### Job
Write out all the records below again, changing every "rough mask" to "coarse mask" and leaving everything else as it is. Don't include the pictures.

Collected data entries:
================

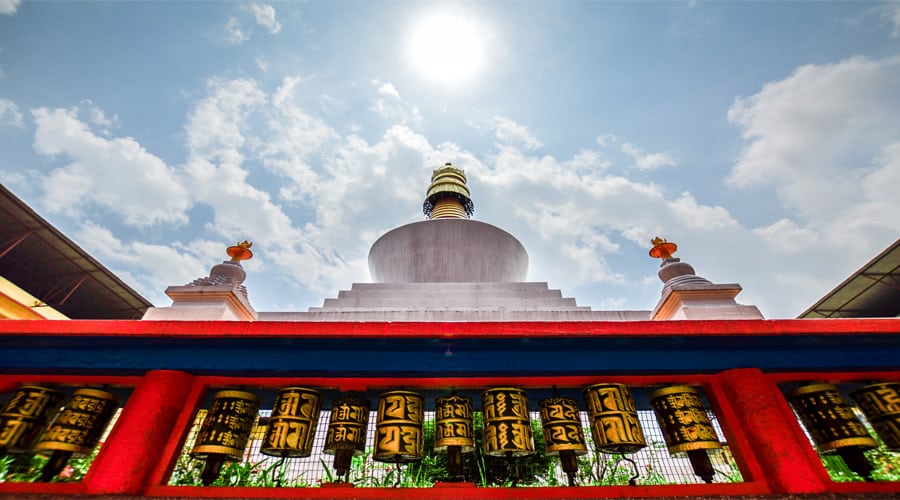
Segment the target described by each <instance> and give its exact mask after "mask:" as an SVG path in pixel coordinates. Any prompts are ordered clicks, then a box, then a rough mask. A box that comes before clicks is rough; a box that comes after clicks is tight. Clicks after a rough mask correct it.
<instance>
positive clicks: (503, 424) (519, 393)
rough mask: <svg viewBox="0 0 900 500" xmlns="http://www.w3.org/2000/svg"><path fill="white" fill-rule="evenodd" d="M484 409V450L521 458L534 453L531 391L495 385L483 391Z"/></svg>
mask: <svg viewBox="0 0 900 500" xmlns="http://www.w3.org/2000/svg"><path fill="white" fill-rule="evenodd" d="M481 403H482V408H483V409H484V453H485V455H490V456H494V457H505V456H512V457H519V456H526V455H531V454H533V453H534V438H533V436H532V430H531V417H530V416H529V413H528V394H527V393H526V392H525V391H523V390H522V389H518V388H515V387H496V388H493V389H488V390H486V391H484V392H483V393H481Z"/></svg>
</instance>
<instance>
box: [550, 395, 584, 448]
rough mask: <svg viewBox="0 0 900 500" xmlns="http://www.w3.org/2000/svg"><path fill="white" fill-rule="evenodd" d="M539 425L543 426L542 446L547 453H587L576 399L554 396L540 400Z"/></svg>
mask: <svg viewBox="0 0 900 500" xmlns="http://www.w3.org/2000/svg"><path fill="white" fill-rule="evenodd" d="M539 406H540V408H541V425H542V426H543V428H544V446H545V448H546V451H547V455H551V456H555V455H559V453H560V452H563V451H571V452H574V453H575V454H576V455H584V454H585V453H587V445H585V442H584V429H582V428H581V417H580V416H579V415H578V401H576V400H574V399H572V398H566V397H560V396H554V397H549V398H547V399H543V400H541V401H540V403H539Z"/></svg>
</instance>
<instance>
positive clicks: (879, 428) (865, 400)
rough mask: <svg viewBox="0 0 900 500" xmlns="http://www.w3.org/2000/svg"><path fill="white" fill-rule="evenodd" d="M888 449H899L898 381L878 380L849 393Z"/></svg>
mask: <svg viewBox="0 0 900 500" xmlns="http://www.w3.org/2000/svg"><path fill="white" fill-rule="evenodd" d="M850 397H851V398H853V400H854V401H856V404H858V405H859V409H860V410H862V412H863V415H865V416H866V418H867V419H869V423H871V424H872V428H874V429H875V433H876V434H878V437H880V438H881V440H882V441H884V444H885V445H886V446H887V447H888V449H890V450H893V451H900V382H878V383H876V384H870V385H867V386H865V387H863V388H861V389H857V390H855V391H853V392H851V393H850Z"/></svg>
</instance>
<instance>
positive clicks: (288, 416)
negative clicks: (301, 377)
mask: <svg viewBox="0 0 900 500" xmlns="http://www.w3.org/2000/svg"><path fill="white" fill-rule="evenodd" d="M321 411H322V395H321V394H320V393H319V392H318V391H316V390H313V389H307V388H305V387H285V388H283V389H281V390H280V391H278V395H277V396H276V397H275V403H274V404H273V405H272V416H271V417H270V418H269V426H268V428H267V429H266V435H265V437H264V438H263V442H262V446H261V447H260V450H259V451H260V452H261V453H263V454H265V455H270V456H275V457H290V458H302V457H308V456H310V455H311V454H312V446H313V440H314V439H315V436H316V426H317V424H318V423H319V413H321Z"/></svg>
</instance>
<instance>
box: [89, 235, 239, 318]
mask: <svg viewBox="0 0 900 500" xmlns="http://www.w3.org/2000/svg"><path fill="white" fill-rule="evenodd" d="M73 238H74V239H75V240H76V241H78V243H79V244H80V245H81V246H82V247H84V248H85V249H87V250H88V251H89V252H90V253H91V255H94V256H95V257H97V258H98V259H100V260H101V261H102V262H104V263H105V264H106V265H107V266H109V267H110V268H111V269H112V270H113V272H115V273H116V274H117V275H120V276H124V275H125V274H127V275H128V276H129V277H130V279H129V280H128V281H127V282H128V283H130V284H132V285H134V286H137V287H139V288H140V289H142V290H149V291H150V294H149V295H150V296H148V298H149V299H150V300H151V302H152V303H154V304H155V305H157V306H162V305H166V304H167V303H168V299H167V298H166V297H165V295H164V294H163V291H164V290H165V289H166V287H168V286H171V285H183V284H187V283H188V282H190V281H192V280H193V279H195V278H200V277H204V276H206V275H207V274H208V273H209V269H210V267H211V266H212V264H215V263H217V261H219V260H222V259H221V256H222V254H223V252H222V242H218V241H217V242H212V241H204V240H195V241H191V242H189V243H187V244H183V243H181V242H178V241H173V242H168V243H167V244H165V245H159V244H148V243H144V242H141V241H129V242H124V241H122V240H120V239H119V238H117V237H116V236H115V235H113V233H112V232H111V231H110V230H109V229H108V228H106V227H103V226H101V225H98V224H97V223H95V222H90V221H88V222H84V223H82V224H81V225H80V226H79V228H78V230H77V231H76V232H75V234H74V235H73ZM125 269H128V271H125Z"/></svg>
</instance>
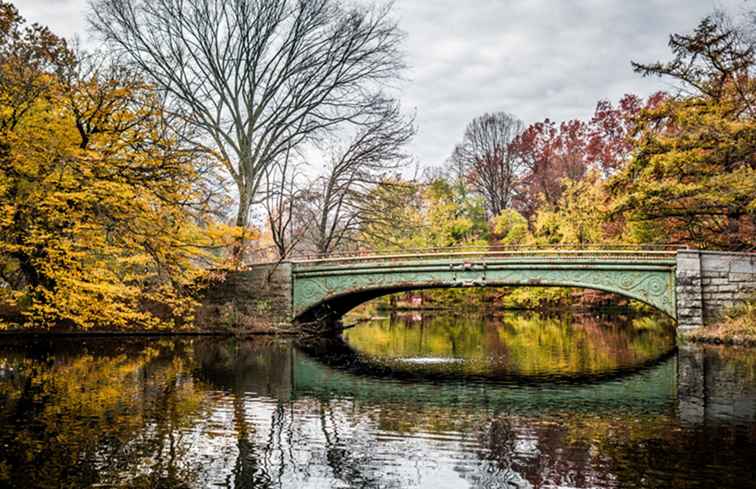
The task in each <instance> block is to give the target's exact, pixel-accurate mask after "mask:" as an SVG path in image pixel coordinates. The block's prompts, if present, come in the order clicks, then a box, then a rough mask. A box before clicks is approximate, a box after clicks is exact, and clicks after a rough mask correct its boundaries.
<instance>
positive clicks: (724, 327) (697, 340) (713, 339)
mask: <svg viewBox="0 0 756 489" xmlns="http://www.w3.org/2000/svg"><path fill="white" fill-rule="evenodd" d="M685 338H686V339H688V340H690V341H696V342H700V343H715V344H725V345H745V346H756V300H751V301H749V302H745V303H743V304H739V305H737V306H735V307H733V308H731V309H729V310H728V311H727V312H726V313H725V316H724V317H723V318H722V320H721V321H720V322H719V323H717V324H715V325H711V326H706V327H703V328H699V329H697V330H695V331H692V332H690V333H687V334H686V335H685Z"/></svg>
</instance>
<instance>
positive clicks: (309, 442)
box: [0, 314, 756, 489]
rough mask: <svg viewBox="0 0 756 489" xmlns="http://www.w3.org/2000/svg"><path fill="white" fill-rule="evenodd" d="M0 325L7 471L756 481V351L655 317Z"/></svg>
mask: <svg viewBox="0 0 756 489" xmlns="http://www.w3.org/2000/svg"><path fill="white" fill-rule="evenodd" d="M344 336H345V339H344V341H321V342H317V343H307V344H301V345H295V344H294V342H293V341H291V340H276V339H272V338H257V339H253V340H248V341H247V340H245V341H236V340H233V339H221V338H210V337H194V338H189V337H184V338H165V337H162V338H87V339H81V338H70V339H61V338H56V339H53V340H37V341H32V340H28V339H27V340H20V339H10V338H5V339H1V340H0V487H14V488H16V487H18V488H83V487H93V488H103V487H108V488H110V487H118V488H121V487H123V488H268V487H271V488H273V487H275V488H347V487H350V488H351V487H360V488H405V487H406V488H414V487H418V488H431V489H442V488H467V487H475V488H507V487H511V488H529V487H538V488H547V487H548V488H555V487H562V488H588V487H591V488H593V487H622V488H624V487H654V488H656V487H659V488H668V487H673V488H677V487H701V488H728V487H732V488H736V487H737V488H742V487H756V467H755V464H754V462H756V352H754V351H752V350H742V349H741V350H738V349H722V348H701V347H683V348H680V349H679V350H677V349H676V348H675V346H674V341H675V340H674V331H673V330H672V329H670V327H669V324H668V323H665V322H663V321H659V320H655V319H653V318H636V319H629V318H623V317H617V316H610V317H606V318H601V317H593V316H581V317H571V318H568V317H562V318H550V319H549V318H541V317H538V316H534V315H529V314H508V315H505V316H504V317H501V318H498V319H482V318H476V317H464V316H461V317H452V316H448V315H447V316H435V317H428V316H425V317H420V316H414V317H413V316H408V317H404V318H393V319H386V320H382V321H374V322H371V323H366V324H363V325H360V326H358V327H356V328H354V329H351V330H349V331H348V332H347V333H346V334H345V335H344Z"/></svg>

================

### Result
Segment the target described by each <instance> and give its exact mask after "mask:" as an SVG path in pixel coordinates. Any prompts are ordered clicks, then a box, then a coarse mask. A box that comes before clicks is rough; a box that comes after clicks is tight. Clicks after a coarse mask correct it.
<instance>
positive clicks: (503, 424) (519, 393)
coarse mask: <svg viewBox="0 0 900 500" xmlns="http://www.w3.org/2000/svg"><path fill="white" fill-rule="evenodd" d="M484 409V450L521 458L534 453L531 391L495 385L483 391Z"/></svg>
mask: <svg viewBox="0 0 900 500" xmlns="http://www.w3.org/2000/svg"><path fill="white" fill-rule="evenodd" d="M481 403H482V408H483V409H484V453H485V455H490V456H494V457H505V456H512V457H519V456H526V455H531V454H533V453H534V438H533V436H532V430H531V417H530V416H529V413H528V394H527V393H526V392H525V391H523V390H522V389H518V388H515V387H496V388H493V389H488V390H486V391H484V392H483V393H481Z"/></svg>
</instance>
<instance>
box: [550, 395, 584, 448]
coarse mask: <svg viewBox="0 0 900 500" xmlns="http://www.w3.org/2000/svg"><path fill="white" fill-rule="evenodd" d="M539 425L543 426L542 446L547 453H587L576 399L554 396L540 400Z"/></svg>
mask: <svg viewBox="0 0 900 500" xmlns="http://www.w3.org/2000/svg"><path fill="white" fill-rule="evenodd" d="M539 406H540V408H541V425H542V426H543V428H544V446H545V448H546V451H547V455H551V456H555V455H559V453H560V452H563V451H571V452H574V453H575V454H576V455H584V454H585V453H587V445H585V442H584V429H582V428H581V417H580V416H579V415H578V401H576V400H574V399H572V398H566V397H560V396H554V397H549V398H547V399H543V400H541V401H540V403H539Z"/></svg>
</instance>
<instance>
positive clicks: (879, 428) (865, 400)
coarse mask: <svg viewBox="0 0 900 500" xmlns="http://www.w3.org/2000/svg"><path fill="white" fill-rule="evenodd" d="M888 449H899L898 381L878 380L849 393Z"/></svg>
mask: <svg viewBox="0 0 900 500" xmlns="http://www.w3.org/2000/svg"><path fill="white" fill-rule="evenodd" d="M850 397H851V398H853V400H854V401H856V404H858V405H859V409H860V410H862V412H863V415H865V416H866V418H867V419H869V423H871V424H872V428H874V429H875V433H876V434H878V437H880V438H881V440H882V441H884V444H885V445H886V446H887V447H888V449H890V450H893V451H900V382H878V383H876V384H870V385H867V386H865V387H863V388H861V389H857V390H855V391H853V392H851V393H850Z"/></svg>
</instance>
<instance>
positive clicks: (288, 416)
negative clicks: (301, 377)
mask: <svg viewBox="0 0 900 500" xmlns="http://www.w3.org/2000/svg"><path fill="white" fill-rule="evenodd" d="M321 411H322V395H321V394H320V393H319V392H318V391H316V390H313V389H307V388H305V387H285V388H283V389H281V390H280V391H278V395H277V396H276V397H275V403H274V404H273V405H272V416H271V417H270V418H269V426H268V428H267V429H266V435H265V437H264V438H263V442H262V446H261V447H260V450H259V451H260V452H261V453H263V454H265V455H270V456H275V457H290V458H302V457H308V456H310V455H311V454H312V446H313V440H314V439H315V436H316V426H317V424H318V423H319V413H321Z"/></svg>
</instance>
<instance>
box: [89, 235, 239, 318]
mask: <svg viewBox="0 0 900 500" xmlns="http://www.w3.org/2000/svg"><path fill="white" fill-rule="evenodd" d="M73 238H74V239H75V240H76V241H78V243H79V244H80V245H81V246H82V247H84V248H85V249H87V250H88V251H89V252H90V253H91V255H94V256H95V257H97V258H98V259H100V260H101V261H102V262H104V263H105V264H106V265H107V266H109V267H110V268H111V269H112V270H113V272H115V273H116V274H117V275H120V276H124V275H125V274H127V275H128V276H129V277H130V279H129V280H128V281H127V282H128V283H130V284H132V285H134V286H137V287H139V288H140V289H142V290H149V291H150V294H149V295H150V296H148V298H149V299H150V300H151V302H152V303H154V304H155V305H157V306H162V305H166V304H167V303H168V299H167V298H166V297H165V295H164V294H163V291H164V290H165V289H166V287H168V286H171V285H183V284H187V283H188V282H190V281H192V280H193V279H195V278H200V277H204V276H206V275H207V274H208V273H209V269H210V267H211V266H212V264H215V263H217V261H219V260H222V259H221V256H222V254H223V252H222V242H218V241H217V242H212V241H204V240H195V241H191V242H189V243H187V244H183V243H181V242H178V241H173V242H168V243H167V244H165V245H159V244H148V243H144V242H141V241H129V242H124V241H122V240H120V239H119V238H117V237H116V236H115V235H113V233H112V232H111V231H110V230H109V229H108V228H106V227H103V226H101V225H98V224H97V223H95V222H90V221H88V222H84V223H82V224H81V225H80V226H79V228H78V230H77V231H76V232H75V234H74V235H73ZM125 269H128V271H125Z"/></svg>
</instance>
The task in each <instance> block is to give the target's exact, pixel-accurate mask after "mask:" as an SVG path in image pixel coordinates. The block's prompts, if present, come in the order clicks, then a box, then a coarse mask. A box before clicks is approximate, a box after clicks is exact, and clicks after a coarse mask correct its boundaries.
<instance>
positive clicks: (724, 327) (697, 340) (713, 339)
mask: <svg viewBox="0 0 756 489" xmlns="http://www.w3.org/2000/svg"><path fill="white" fill-rule="evenodd" d="M685 338H686V339H688V340H690V341H696V342H700V343H715V344H725V345H745V346H756V300H751V301H749V302H745V303H743V304H739V305H737V306H735V307H733V308H731V309H729V310H728V311H727V312H726V313H725V316H724V317H723V318H722V320H721V321H720V322H719V323H717V324H715V325H711V326H706V327H703V328H699V329H697V330H695V331H692V332H690V333H687V334H686V335H685Z"/></svg>
</instance>
<instance>
positive clicks: (309, 442)
box: [0, 314, 756, 489]
coarse mask: <svg viewBox="0 0 756 489" xmlns="http://www.w3.org/2000/svg"><path fill="white" fill-rule="evenodd" d="M0 325L7 471L756 481V351L655 317Z"/></svg>
mask: <svg viewBox="0 0 756 489" xmlns="http://www.w3.org/2000/svg"><path fill="white" fill-rule="evenodd" d="M344 336H345V339H344V341H321V342H317V343H307V344H301V345H295V344H294V342H293V341H291V340H276V339H272V338H257V339H253V340H248V341H247V340H245V341H236V340H233V339H221V338H210V337H194V338H189V337H184V338H165V337H162V338H87V339H81V338H70V339H61V338H56V339H53V340H37V341H32V340H28V339H27V340H20V339H10V338H5V339H1V340H0V487H14V488H16V487H18V488H83V487H93V488H103V487H108V488H110V487H118V488H121V487H123V488H268V487H271V488H273V487H275V488H347V487H350V488H351V487H360V488H405V487H406V488H414V487H418V488H431V489H442V488H467V487H475V488H507V487H511V488H529V487H538V488H547V487H548V488H555V487H562V488H588V487H591V488H593V487H622V488H624V487H654V488H656V487H659V488H668V487H673V488H677V487H701V488H728V487H732V488H736V487H737V488H742V487H756V467H755V464H754V462H756V352H754V351H752V350H742V349H741V350H738V349H722V348H701V347H683V348H680V349H679V350H677V349H676V348H675V346H674V341H675V340H674V331H673V330H672V329H670V327H669V324H668V323H665V322H663V321H659V320H655V319H653V318H636V319H629V318H623V317H617V316H610V317H606V318H601V317H593V316H581V317H571V318H568V317H562V318H550V319H549V318H541V317H538V316H534V315H529V314H508V315H505V316H504V317H501V318H498V319H482V318H476V317H464V316H461V317H452V316H448V315H447V316H435V317H428V316H425V317H420V316H414V317H413V316H408V317H404V318H393V319H386V320H382V321H374V322H371V323H366V324H363V325H360V326H358V327H356V328H354V329H351V330H349V331H348V332H347V333H346V334H345V335H344Z"/></svg>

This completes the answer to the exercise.